AIM OF THE TASK:
Rewrite the part of the passage on Scala companion objects that opens with the words containing "A companion object is" and closes with "only needed once.", replacing "natural" with "logical".

This is now good code: It is efficient, purely object-oriented, and works well.
Companion object
However, there is more to this. Imagine that for some reason we don't want clients of our code to see (and possibly modify) the three arrays, so we make the fields of the Date singleton private (date4.scala):
object Date {
private val monthLength = Array(31, 29, 31, 30, 31, 30,
31, 31, 30, 31, 30, 31)
private val weekday = Array("Monday", "Tuesday", "Wednesday", "Thursday",
"Friday", "Saturday", "Sunday")
private val monthname = Array("January", "February", "March",
"April", "May", "June",
"July", "August", "September",
"October", "November", "December")
}
Surprisingly, this has the following result:
scala> Date.monthLength <console>:8: error: value monthLength in object Date cannot be accessed in object Date scala> val d = new Date(2014, 8, 12) d: Date = Tuesday, August 12, 2014
As expected, we can no longer access the field monthLength of the Date singleton. However, it seems that the Date class has no problem to get the weekday names and month names from the singleton—even though the fields are private!
The reason it still works is because we gave the singleton and the class the same name. This turns them into companions: The singleton is the companion object of the class.
A companion object is allowed to use the private fields and private methods of its companion class, and the class is allowed to use the private fields and method of its companion object.
This makes a companion object the natural place to store data that is related to some class, but only needed once.
Warning: Companion objects will not work if you define them in Scala's interactive mode. The definition of the companion object must be in the same file as the class (either a Scala script or a compiled source file).

PROVIDED INFORMATION:
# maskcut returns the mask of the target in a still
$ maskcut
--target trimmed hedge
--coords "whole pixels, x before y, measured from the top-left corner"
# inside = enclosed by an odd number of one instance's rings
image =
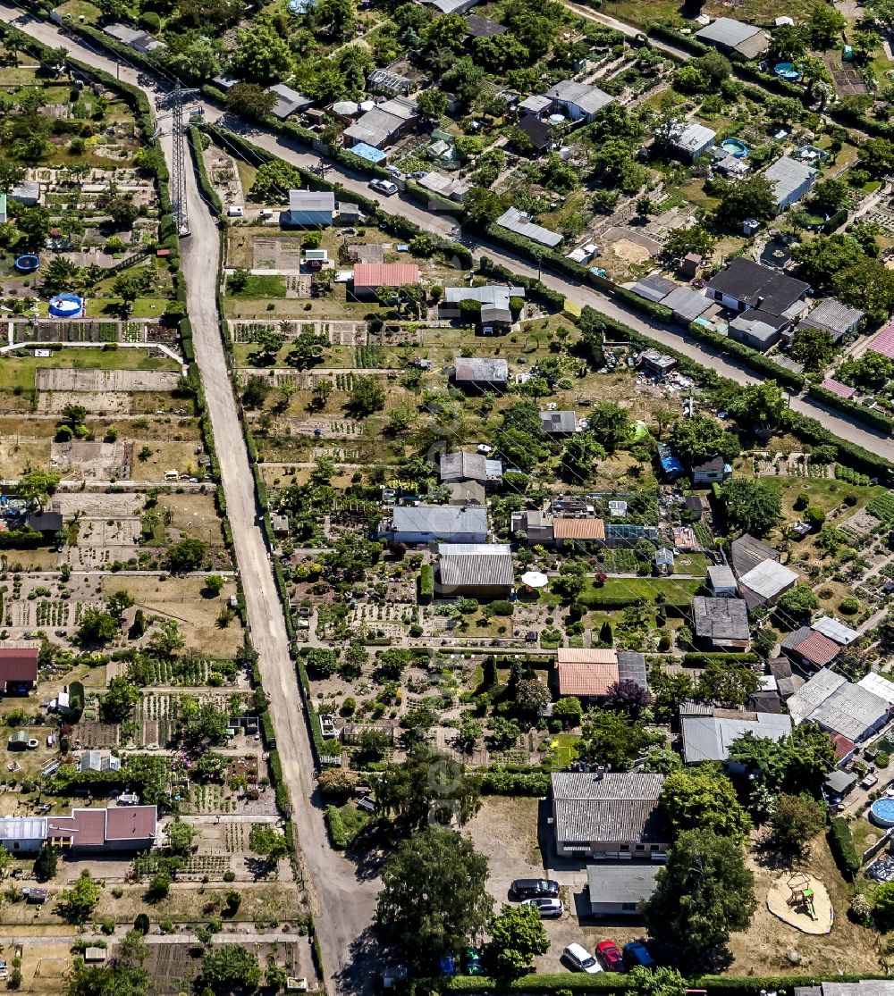
[[[860,871],[861,863],[853,838],[850,836],[850,825],[843,817],[833,817],[829,821],[827,837],[829,850],[832,852],[838,871],[848,881],[853,881]]]
[[[829,408],[837,408],[843,411],[848,417],[856,418],[861,422],[866,422],[873,428],[891,435],[894,432],[894,418],[884,412],[876,411],[874,408],[867,408],[865,404],[858,401],[851,401],[849,398],[840,397],[832,390],[827,390],[818,383],[811,383],[807,388],[807,396],[814,401],[827,405]]]
[[[326,807],[326,829],[329,831],[329,840],[333,848],[336,851],[344,851],[348,847],[348,835],[345,833],[342,815],[336,806]]]

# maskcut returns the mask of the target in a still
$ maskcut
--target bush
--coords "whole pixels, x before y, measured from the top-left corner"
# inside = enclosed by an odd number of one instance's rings
[[[860,858],[850,836],[850,826],[842,817],[836,816],[829,821],[828,840],[838,870],[848,881],[853,881],[860,871]]]

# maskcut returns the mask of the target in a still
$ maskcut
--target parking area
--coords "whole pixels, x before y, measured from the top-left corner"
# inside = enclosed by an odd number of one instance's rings
[[[557,859],[552,854],[546,803],[539,799],[509,799],[485,796],[478,815],[465,827],[475,849],[487,858],[487,888],[494,908],[508,901],[509,885],[515,878],[548,877],[561,887],[565,912],[559,919],[544,920],[550,946],[536,959],[539,972],[567,971],[561,961],[569,944],[583,944],[593,951],[601,940],[622,947],[645,936],[643,921],[631,917],[596,920],[589,914],[587,866]]]

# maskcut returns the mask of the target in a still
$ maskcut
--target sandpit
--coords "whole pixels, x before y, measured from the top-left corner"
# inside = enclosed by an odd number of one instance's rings
[[[786,872],[773,881],[766,908],[801,933],[829,933],[835,918],[825,885],[802,872]]]

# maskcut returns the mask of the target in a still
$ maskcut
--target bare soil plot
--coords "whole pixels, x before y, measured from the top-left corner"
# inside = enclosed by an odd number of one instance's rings
[[[228,581],[215,599],[203,598],[203,587],[202,578],[166,578],[162,581],[158,575],[112,577],[103,579],[103,596],[107,598],[126,588],[138,609],[176,620],[187,647],[221,659],[234,657],[242,645],[242,626],[233,620],[226,628],[221,628],[217,625],[217,616],[230,595],[235,593],[236,586]]]

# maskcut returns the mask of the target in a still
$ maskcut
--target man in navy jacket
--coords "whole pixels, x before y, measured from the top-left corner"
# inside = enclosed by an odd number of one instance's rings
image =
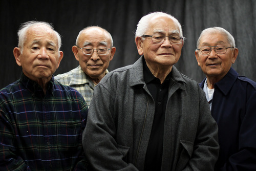
[[[195,55],[206,77],[200,84],[219,126],[216,170],[256,170],[256,83],[232,68],[238,55],[225,29],[203,30]]]

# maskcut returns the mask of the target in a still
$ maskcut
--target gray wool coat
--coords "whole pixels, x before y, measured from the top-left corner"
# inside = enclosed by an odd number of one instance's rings
[[[82,145],[96,170],[143,170],[155,102],[141,56],[95,88]],[[218,127],[204,92],[173,66],[164,123],[162,170],[214,170]]]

RESULT BELOW:
A companion object is allowed to use the private fields and private methods of its companion class, and the class is allowed to use the private fields and method of its companion object.
This makes a companion object the logical place to store data that is related to some class, but only needed once.